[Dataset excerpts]
+ + +
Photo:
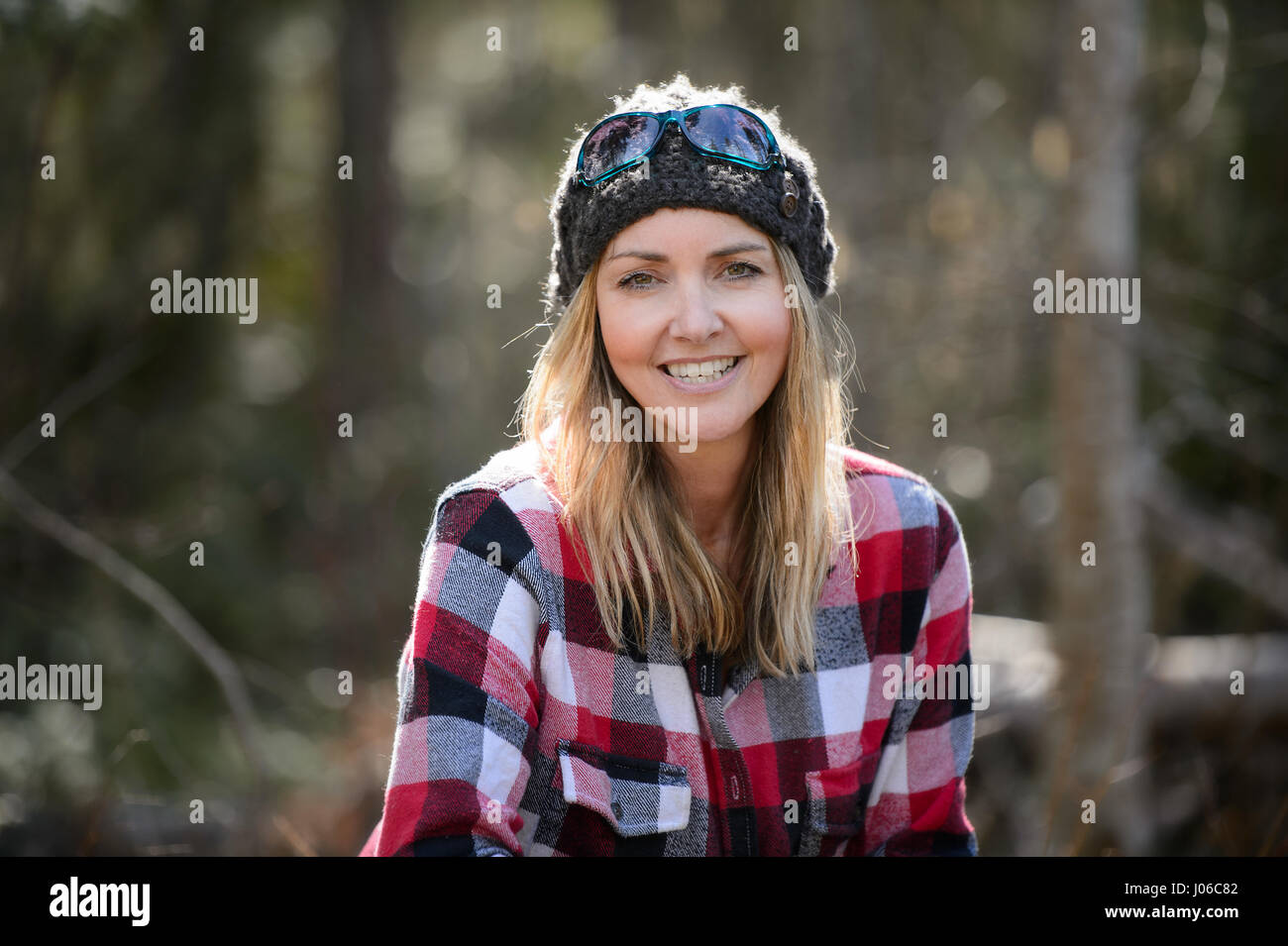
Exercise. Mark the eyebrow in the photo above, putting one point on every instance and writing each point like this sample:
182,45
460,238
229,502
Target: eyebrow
713,254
+ + +
→ Exercise:
Skip the pictures and print each record exactly as it stands.

→ Response to this task:
Photo:
Exercise. Mark the eyebrow in the photo above, putting one point on every instance and writing each point like this sample:
182,45
460,238
229,502
Target: eyebrow
713,254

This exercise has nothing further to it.